**Extracted material:**
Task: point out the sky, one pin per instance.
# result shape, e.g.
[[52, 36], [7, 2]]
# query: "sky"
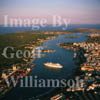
[[78, 11]]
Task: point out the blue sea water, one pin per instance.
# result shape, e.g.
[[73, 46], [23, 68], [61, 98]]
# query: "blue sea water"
[[62, 56]]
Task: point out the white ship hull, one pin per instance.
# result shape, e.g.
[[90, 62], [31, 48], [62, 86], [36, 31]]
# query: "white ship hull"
[[51, 65]]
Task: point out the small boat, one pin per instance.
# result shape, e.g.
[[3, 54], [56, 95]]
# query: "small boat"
[[53, 65]]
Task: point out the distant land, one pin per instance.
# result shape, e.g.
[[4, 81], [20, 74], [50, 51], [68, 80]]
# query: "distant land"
[[4, 30]]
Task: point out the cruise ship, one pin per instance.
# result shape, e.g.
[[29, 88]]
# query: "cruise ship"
[[53, 65]]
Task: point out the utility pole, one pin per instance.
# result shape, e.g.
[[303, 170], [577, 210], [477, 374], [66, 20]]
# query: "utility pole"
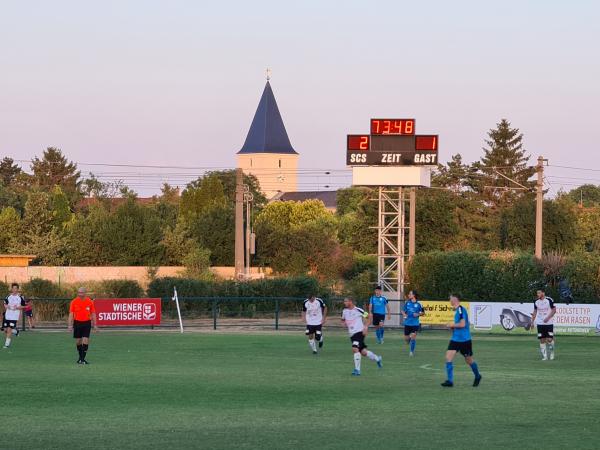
[[239, 224], [248, 198], [412, 222], [539, 207]]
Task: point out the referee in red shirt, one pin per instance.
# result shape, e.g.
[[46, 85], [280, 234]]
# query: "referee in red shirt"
[[82, 318]]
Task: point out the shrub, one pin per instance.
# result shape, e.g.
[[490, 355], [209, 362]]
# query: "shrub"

**Task statement:** The copy should hold exactly the lines from the line containing "Task: point out the small" through the end of the data, both ends included, and no pictures.

**Exercise response:**
Task: point out the small boat, one pin per instance.
# result shape, e.g.
[[3, 54], [56, 95]]
# query: "small boat"
[[53, 65]]
Task: point out the distant land, one pin per instance.
# result shape, e.g.
[[4, 81], [20, 74], [50, 51], [68, 80]]
# query: "distant land"
[[4, 30]]
Task: point out the cruise ship, one pin per instance.
# result shape, e.g.
[[29, 88]]
# query: "cruise ship"
[[53, 65]]
Task: point out the utility pole, one pin per instance.
# result shape, e.g.
[[303, 170], [577, 210], [477, 374], [66, 20]]
# query: "utility pole"
[[239, 224], [248, 198], [412, 222], [539, 207]]
Task: point out the referee in red shirt, one pin per instance.
# result shape, e.g.
[[46, 85], [280, 234]]
# query: "referee in red shirt"
[[82, 318]]
Task: point out the shrub, one pin per instance.
# result shape, e.g.
[[490, 355], [209, 362]]
# query: "shrub"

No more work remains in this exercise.